**EXERCISE GOAL**
Turn every line of the entries below into a numbered list, one line per number, and leave out the blank lines.

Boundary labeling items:
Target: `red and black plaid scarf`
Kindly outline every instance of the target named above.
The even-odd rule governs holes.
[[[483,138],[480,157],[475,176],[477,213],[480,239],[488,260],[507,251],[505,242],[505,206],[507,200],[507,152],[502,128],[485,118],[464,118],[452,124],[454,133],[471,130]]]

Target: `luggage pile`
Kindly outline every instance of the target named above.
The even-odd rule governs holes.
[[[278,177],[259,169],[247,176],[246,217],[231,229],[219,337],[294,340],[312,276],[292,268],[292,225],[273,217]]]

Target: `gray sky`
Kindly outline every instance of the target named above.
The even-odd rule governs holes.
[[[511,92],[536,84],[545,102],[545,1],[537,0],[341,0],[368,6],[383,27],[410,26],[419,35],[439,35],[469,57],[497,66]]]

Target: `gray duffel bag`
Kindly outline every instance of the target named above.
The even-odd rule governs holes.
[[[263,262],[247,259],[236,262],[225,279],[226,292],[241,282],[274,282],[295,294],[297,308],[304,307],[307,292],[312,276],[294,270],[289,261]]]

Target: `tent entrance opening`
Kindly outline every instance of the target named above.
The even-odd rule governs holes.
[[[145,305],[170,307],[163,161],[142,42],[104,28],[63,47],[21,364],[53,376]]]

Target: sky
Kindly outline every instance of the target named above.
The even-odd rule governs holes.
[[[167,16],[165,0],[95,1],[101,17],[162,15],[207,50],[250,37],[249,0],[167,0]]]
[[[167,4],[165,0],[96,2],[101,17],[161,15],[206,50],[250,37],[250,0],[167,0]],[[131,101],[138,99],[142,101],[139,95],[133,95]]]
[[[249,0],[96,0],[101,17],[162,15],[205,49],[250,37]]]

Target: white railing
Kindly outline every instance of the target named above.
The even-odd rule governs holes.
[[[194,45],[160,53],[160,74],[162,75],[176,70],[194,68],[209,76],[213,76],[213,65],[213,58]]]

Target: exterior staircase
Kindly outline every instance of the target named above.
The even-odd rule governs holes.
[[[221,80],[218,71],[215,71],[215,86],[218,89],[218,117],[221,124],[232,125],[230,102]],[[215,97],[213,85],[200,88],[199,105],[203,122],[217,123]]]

**EXERCISE ANSWER**
1. Target: `red and black plaid scarf`
2. Kindly outline every instance of the target named above.
3. The even-odd rule governs holes.
4. [[[483,138],[480,157],[475,176],[477,213],[480,239],[488,260],[507,251],[505,242],[505,206],[507,200],[507,152],[502,128],[485,118],[464,118],[452,124],[454,133],[471,130]]]
5. Target: `luggage pile`
6. Kindly outline every instance of the target named above.
7. The even-odd rule governs holes.
8. [[[278,177],[259,169],[247,176],[246,217],[231,229],[219,337],[294,340],[312,276],[292,268],[292,225],[273,217]]]
9. Target: `gray sky`
10. Kindly outline every instance of the target named above.
11. The even-odd rule governs holes.
12. [[[511,92],[536,84],[545,102],[545,1],[537,0],[341,0],[368,6],[383,27],[410,26],[419,35],[439,35],[469,57],[497,66]]]
13. Target: `gray duffel bag`
14. Kindly outline every instance of the target named above.
15. The even-odd rule governs holes.
16. [[[263,262],[247,259],[236,262],[225,279],[226,292],[241,282],[274,282],[295,294],[297,308],[304,307],[307,292],[312,276],[294,270],[289,261]]]
17. Target: `tent entrance opening`
18. Kindly outline every instance of the target named above.
19. The even-odd rule governs holes.
20. [[[145,305],[170,307],[163,161],[142,42],[104,28],[63,47],[21,364],[53,376]]]
21. Target: sky
22. Kindly outline every instance of the target named above.
23. The even-odd rule governs holes.
24. [[[167,16],[165,0],[95,1],[101,17],[162,15],[207,50],[250,37],[249,0],[167,0]]]
25. [[[167,4],[165,0],[96,2],[101,17],[161,15],[206,50],[250,37],[250,0],[167,0]],[[131,101],[138,99],[142,101],[139,95],[133,95]]]
26. [[[249,0],[96,0],[101,17],[162,15],[205,49],[250,37]]]
27. Target: white railing
28. Kindly outline every instance of the target named above.
29. The even-odd rule governs holes.
30. [[[194,45],[160,53],[160,74],[162,75],[176,70],[194,68],[209,76],[213,76],[213,65],[213,58]]]
31. Target: exterior staircase
32. Kindly outline every instance of the target named above.
33. The even-odd rule governs holes.
34. [[[221,80],[218,71],[215,71],[215,86],[218,89],[218,117],[221,124],[232,125],[230,102]],[[215,97],[213,85],[200,88],[199,105],[203,122],[217,123]]]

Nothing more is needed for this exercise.